▶ _Task directions_
Take the entries from the line holding "Put a dot on every instance of the background" through the line holding "<point>102,16</point>", inclusive. Write those lines out again with "background tree" changed to "tall tree", leave everything else as it is, and omit the pictures.
>> Start Given information
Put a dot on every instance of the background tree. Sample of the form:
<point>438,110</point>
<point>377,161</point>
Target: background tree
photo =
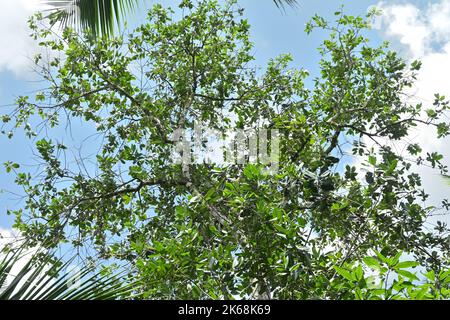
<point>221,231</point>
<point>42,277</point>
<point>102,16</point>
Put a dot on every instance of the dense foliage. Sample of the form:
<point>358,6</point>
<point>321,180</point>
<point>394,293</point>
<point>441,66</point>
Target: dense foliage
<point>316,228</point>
>> End Given information
>> Start Given information
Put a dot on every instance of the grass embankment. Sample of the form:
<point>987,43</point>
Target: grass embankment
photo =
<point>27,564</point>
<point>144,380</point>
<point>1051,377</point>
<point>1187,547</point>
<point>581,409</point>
>> End Given information
▶ _Task solution_
Put a dot on every instance of the tall tree. Sample of the form:
<point>438,110</point>
<point>377,161</point>
Target: tall tree
photo =
<point>221,231</point>
<point>42,277</point>
<point>102,16</point>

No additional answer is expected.